● **Task instructions**:
The reply must contain exactly the lines below from the one with "Where can you see the lips" down to the one with "point(375, 95)", both included, and nothing more; please omit the pictures.

● **Data provided**:
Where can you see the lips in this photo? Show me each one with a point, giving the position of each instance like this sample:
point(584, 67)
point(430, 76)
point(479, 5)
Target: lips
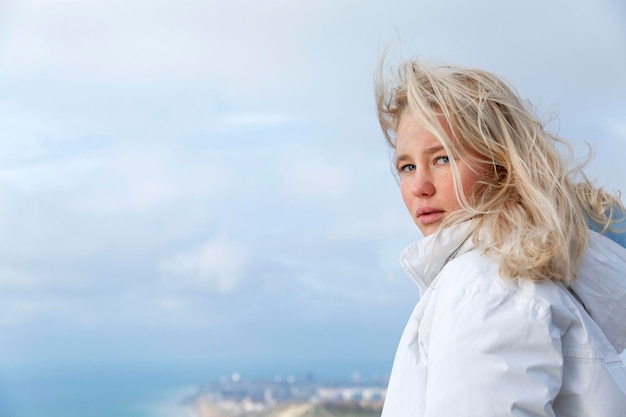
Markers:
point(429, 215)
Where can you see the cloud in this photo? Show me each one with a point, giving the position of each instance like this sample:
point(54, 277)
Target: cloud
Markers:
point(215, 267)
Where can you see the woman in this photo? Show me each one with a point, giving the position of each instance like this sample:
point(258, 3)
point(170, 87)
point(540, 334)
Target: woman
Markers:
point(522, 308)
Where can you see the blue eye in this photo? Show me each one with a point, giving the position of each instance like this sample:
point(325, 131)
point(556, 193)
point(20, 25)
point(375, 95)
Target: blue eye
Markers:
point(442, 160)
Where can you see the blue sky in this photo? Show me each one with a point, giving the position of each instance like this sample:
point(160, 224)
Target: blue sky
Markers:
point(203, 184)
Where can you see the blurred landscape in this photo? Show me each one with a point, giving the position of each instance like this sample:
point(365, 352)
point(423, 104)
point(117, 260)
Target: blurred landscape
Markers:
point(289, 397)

---

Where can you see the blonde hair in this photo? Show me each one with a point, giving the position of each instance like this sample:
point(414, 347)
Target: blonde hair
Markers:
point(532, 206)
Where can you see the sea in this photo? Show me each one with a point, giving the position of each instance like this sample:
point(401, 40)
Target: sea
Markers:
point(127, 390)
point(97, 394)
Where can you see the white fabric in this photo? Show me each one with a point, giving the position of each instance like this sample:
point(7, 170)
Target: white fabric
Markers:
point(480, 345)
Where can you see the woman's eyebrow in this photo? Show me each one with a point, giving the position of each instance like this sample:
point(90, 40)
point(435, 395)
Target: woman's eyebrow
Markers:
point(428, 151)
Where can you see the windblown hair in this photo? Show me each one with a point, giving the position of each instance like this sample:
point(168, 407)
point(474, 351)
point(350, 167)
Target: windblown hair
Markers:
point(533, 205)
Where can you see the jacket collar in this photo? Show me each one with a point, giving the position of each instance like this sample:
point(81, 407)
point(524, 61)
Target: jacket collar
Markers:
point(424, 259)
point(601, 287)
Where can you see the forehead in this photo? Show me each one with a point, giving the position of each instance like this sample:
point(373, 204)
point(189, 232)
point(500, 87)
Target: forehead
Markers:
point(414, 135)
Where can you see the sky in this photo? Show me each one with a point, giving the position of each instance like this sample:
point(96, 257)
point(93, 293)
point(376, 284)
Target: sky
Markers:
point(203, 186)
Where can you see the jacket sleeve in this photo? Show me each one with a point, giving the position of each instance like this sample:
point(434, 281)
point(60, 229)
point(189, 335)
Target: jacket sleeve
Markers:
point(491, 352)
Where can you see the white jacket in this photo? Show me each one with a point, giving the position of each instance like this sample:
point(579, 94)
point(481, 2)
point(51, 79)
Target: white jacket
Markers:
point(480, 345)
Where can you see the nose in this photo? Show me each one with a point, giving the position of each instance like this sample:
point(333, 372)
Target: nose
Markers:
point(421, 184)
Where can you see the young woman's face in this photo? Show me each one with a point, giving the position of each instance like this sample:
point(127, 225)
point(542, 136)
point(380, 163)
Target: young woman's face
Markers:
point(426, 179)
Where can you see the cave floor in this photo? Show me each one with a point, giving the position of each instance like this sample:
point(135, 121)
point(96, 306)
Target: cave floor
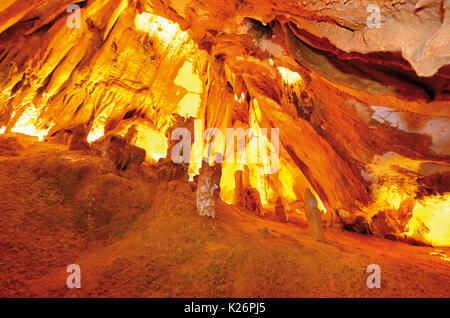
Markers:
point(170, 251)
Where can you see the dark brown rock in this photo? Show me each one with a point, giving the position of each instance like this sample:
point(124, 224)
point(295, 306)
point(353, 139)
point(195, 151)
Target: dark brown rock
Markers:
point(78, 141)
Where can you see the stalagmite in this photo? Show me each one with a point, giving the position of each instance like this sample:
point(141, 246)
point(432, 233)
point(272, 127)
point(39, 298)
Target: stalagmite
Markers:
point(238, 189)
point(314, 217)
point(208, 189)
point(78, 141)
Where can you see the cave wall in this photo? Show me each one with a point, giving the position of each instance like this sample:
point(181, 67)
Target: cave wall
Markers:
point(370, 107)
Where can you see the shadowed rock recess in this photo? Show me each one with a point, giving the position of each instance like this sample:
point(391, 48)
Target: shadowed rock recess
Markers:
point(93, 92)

● **Your response**:
Where can you see the lips in this photo? Show me each one with a point, giving the position of each instance like this sample:
point(584, 67)
point(430, 76)
point(479, 5)
Target: lips
Markers:
point(429, 215)
Where can you see the cloud in this photo? Show me each one with a point, giving the position of each instance like this sample:
point(54, 277)
Target: cloud
Markers:
point(215, 267)
Where can you see the woman in this photo? Show me each one with a point, giving the position of each instance like this sample:
point(258, 3)
point(170, 87)
point(540, 334)
Target: woman
Markers:
point(522, 308)
Where can you see the blue eye in this photo? Show me each one with a point, giving the position of each instance like this sample:
point(325, 131)
point(556, 193)
point(20, 25)
point(375, 95)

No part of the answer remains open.